→ Objetivo 1:
Responda às perguntas seguintes com base no texto sobre os remakes americanos:
(a) A obra de que realizador é referida no início?
(b) Que duas razões são apontadas para tão poucos americanos verem obras estrangeiras?
(c) Que consequência sofrem muitas grandes obras europeias, asiáticas ou sul-americanas?
→ Objetivo 2:
Prossiga o texto sobre os remakes americanos a partir da sua última frase.

→ Bloco de texto:
____

A obra de Tomas Alfredson foi de tal forma bem recebida pela crítica (e por algum público), que o remake americano não se fez esperar. Infelizmente, o público norte-americano tende a ter alguma aversão a tudo o que não seja falado em inglês. Seja por terem preguiça de ler as legendas, seja por se acharem demasiado importantes para prestarem atenção ao cinema que provém de outros países, o certo é que muito poucos americanos se dignam a ver uma obra estrangeira. Razão pela qual o remake de qualquer obra estrangeira se torna, cada vez mais, uma inevitabilidade. O grande problema deste modo de actuar (e de pensar) é que, na grande maioria das vezes, o remake fica a léguas da qualidade do filme original. E como consequência disto, muitas grandes obras europeias, asiáticas ou sul-americanas acabam por não ter a promoção que mereciam naquele que é, muito provavelmente, o mais poderoso e mediático mercado cinematográfico do mundo.

____

→ Excerto do material:
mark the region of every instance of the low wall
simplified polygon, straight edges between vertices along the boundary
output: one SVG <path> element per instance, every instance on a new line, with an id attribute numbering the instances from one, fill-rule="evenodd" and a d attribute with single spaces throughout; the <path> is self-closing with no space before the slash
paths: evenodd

____

→ Resposta correta 1:
(a) Tomas Alfredson.
(b) A preguiça de ler as legendas e o facto de se acharem demasiado importantes para prestarem atenção ao cinema de outros países.
(c) Não têm a promoção que mereciam no mercado cinematográfico que é, muito provavelmente, o mais poderoso e mediático do mundo.

→ Resposta correta 2:
E é devido a este historial de remakes fracassados que a versão americana de “Let The Right One In” suscitou inúmeras dúvidas e receios. Compreensivelmente, muitos fãs da obra de Alfredson temiam que esta se tornasse vulgar e pipoqueira nas mãos de uma indústria que, na generalidade dos casos, privilegia as receitas do box-office em vez da qualidade artística da película. Pois bem… para bem da Sétima Arte e da obra original do escritor John Ajvide Lindqvist, nada disto acabou por se confirmar. Os fãs que tenham dúvidas em ir ver este remake norte-americano, bem que podem ficar descansados. Apraz-me imenso dizer que “Let Me In” se encontra num patamar qualitativo muito semelhante ao filme original, preservando por inteiro o espírito e a atmosfera da grandiosa película sueca. Facto para o qual a participação do próprio Lindqvist na construção do argumento americano muito terá contribuído…
A narrativa deste “Let Me In” é idêntica à do filme original. Owen (Kodi Smit-McPhee) é um rapaz de 12 anos extremamente tímido e isolado. Os seus pais estão a passar por um conflituoso divórcio e três rufias com a mentalidade de um orangotango fazem-lhe a vida negra na escola. Aos seus olhos, a vida é negra e terrivelmente desencantada. Até ao dia em que Abby (Chloe Grace Moretz) – uma estranha rapariga da mesma idade, aparentemente tão tímida e introspectiva quanto ele – se muda para o apartamento vizinho. De forma algo periclitante e mesmo bizarra, os dois miúdos metem conversa e, aos poucos, acabam por se tornar melhores amigos. Uma paixão tão poderosa quanto inocente desflora no coração de ambos. Mas tão simbiótica amizade vai ser posta à prova com a descoberta de que Abby é, na realidade, uma vampira com insaciável fome de sangue. E apenas a força do mais platónico dos amores poderá superar esta insólita contrariedade, e também salvar Abby da perseguição do polícia (Elias Koteas) que investiga os brutais assassinatos da vampira.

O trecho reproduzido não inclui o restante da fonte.